= YOUR INSTRUCTIONS =
Copy the part of the shooting article starting at "According to a" and ending at "and traded gunfire.", and put "light-colored sedan" wherever "white car" appears.

Man Pleads Guilty in City Heights Shootout Where He Took His Young Daughter
A man pleaded guilty to crimes related to a shooting in Covington's City Heights a year ago.
Tyler Copeland admitted guilt on charges of attempted murder, unlawful possession of a handgun by a convicted felon, and first degree wanton endangerment.
Covington Police responded to Benton and Phelps streets on October 18, 2020 after receiving a report of a shooting.
Officers found that Alexander Stokes had been shot one time in the arm and was taken to the hospital.
Copeland fled the scene.
According to a news release from the Kenton County Commonwealth's Attorney's Office, Covington Police Detective Jim Lindeman's investigation revealed that Stokes was dating the mother of Copeland's children.
Copeland had grown upset with Stokes's contact with his children and showed up at Stokes's residence to threaten him.
Video surveillance showed Stokes walking in the housing project when a white car driven by Copeland stopped in front of him. Copeland and Stokes each pulled guns and traded gunfire.
Stokes was wounded but Copeland was not hurt.
However, one of the bullets fired by Copeland went into a nearby apartment, nearly hitting a resident.
Lindeman's investigation showed that Copeland's 11-year old daughter was in his car at the time.
Both Stokes and Copeland are convicted felons and not permitted to possess firearms. Stokes told Det. Lindeman that he got a gun after receiving threats from Copeland, and provided evidence supporting that claim through Facebook posts by Copeland.
Copeland pleaded guilty on Tuesday and faces a recommended 15-year prison sentence. He will be formally sentenced on November 16.
Stokes previously pleaded guilty to unlawful possession of a handgun by a convicted felon in this case, and faces a 5-year prison sentence on October 25.
“We can’t have felons shooting it out anywhere in this town, but especially not in a crowded housing project," Commonwealth’s Attorney Rob Sanders said.
Sanders said that residents are packed into City Heights so tightly that it was incredibly lucky no one else was injured or killed.
“It’s violence like this that produces the nightly body count we see across the river but we won’t stand for it here,” said Sanders. “We don’t need Cincinnati’s kind of problems on the south side of the river.”

= Saved entries =
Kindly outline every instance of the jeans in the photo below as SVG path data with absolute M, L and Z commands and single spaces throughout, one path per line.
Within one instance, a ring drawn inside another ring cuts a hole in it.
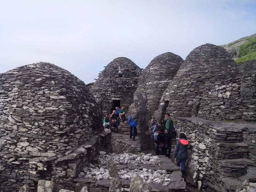
M 166 134 L 167 141 L 168 142 L 167 149 L 168 150 L 165 152 L 164 155 L 168 157 L 171 156 L 171 153 L 172 152 L 172 133 L 167 133 Z
M 156 134 L 156 133 L 154 133 L 154 140 L 155 141 L 157 139 L 157 135 L 158 135 L 158 134 Z
M 132 140 L 134 140 L 135 139 L 135 136 L 137 134 L 137 127 L 130 127 L 130 139 L 132 139 L 132 130 L 133 131 L 133 136 L 132 137 Z
M 185 171 L 187 159 L 176 159 L 176 165 L 178 167 L 180 166 L 180 170 Z
M 158 155 L 164 155 L 166 148 L 164 146 L 158 148 Z

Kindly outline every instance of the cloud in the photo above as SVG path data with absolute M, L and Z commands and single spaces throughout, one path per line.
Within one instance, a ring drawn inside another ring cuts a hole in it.
M 185 59 L 255 33 L 255 8 L 238 0 L 1 1 L 0 73 L 45 61 L 88 83 L 119 57 L 143 68 L 166 52 Z

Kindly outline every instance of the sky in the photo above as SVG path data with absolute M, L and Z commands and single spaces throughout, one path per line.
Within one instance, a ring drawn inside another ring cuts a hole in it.
M 255 0 L 0 0 L 0 73 L 45 62 L 87 84 L 117 57 L 145 68 L 256 33 L 255 10 Z

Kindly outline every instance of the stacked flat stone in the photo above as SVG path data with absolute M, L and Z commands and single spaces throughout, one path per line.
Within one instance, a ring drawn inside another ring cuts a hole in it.
M 244 75 L 256 74 L 256 60 L 247 61 L 237 63 L 240 71 Z
M 34 186 L 45 172 L 67 177 L 67 164 L 54 167 L 53 161 L 71 154 L 67 159 L 81 158 L 81 151 L 71 153 L 102 131 L 100 110 L 89 89 L 52 64 L 0 74 L 0 182 L 6 190 Z
M 141 70 L 126 57 L 116 58 L 108 65 L 91 90 L 103 115 L 112 113 L 117 107 L 113 106 L 115 100 L 120 100 L 120 107 L 128 109 L 132 102 Z
M 163 118 L 166 111 L 175 116 L 196 116 L 201 99 L 197 96 L 203 97 L 212 87 L 240 76 L 237 65 L 224 49 L 210 44 L 199 46 L 180 67 L 163 95 L 155 117 Z
M 163 94 L 184 61 L 179 55 L 167 52 L 155 57 L 143 70 L 137 90 L 145 92 L 147 105 L 152 112 L 158 108 Z

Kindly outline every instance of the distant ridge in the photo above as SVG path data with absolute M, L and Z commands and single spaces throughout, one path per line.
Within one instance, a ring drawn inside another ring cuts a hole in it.
M 256 33 L 220 46 L 230 53 L 237 63 L 256 60 Z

= OUTPUT =
According to a news release from the Kenton County Commonwealth's Attorney's Office, Covington Police Detective Jim Lindeman's investigation revealed that Stokes was dating the mother of Copeland's children.
Copeland had grown upset with Stokes's contact with his children and showed up at Stokes's residence to threaten him.
Video surveillance showed Stokes walking in the housing project when a light-colored sedan driven by Copeland stopped in front of him. Copeland and Stokes each pulled guns and traded gunfire.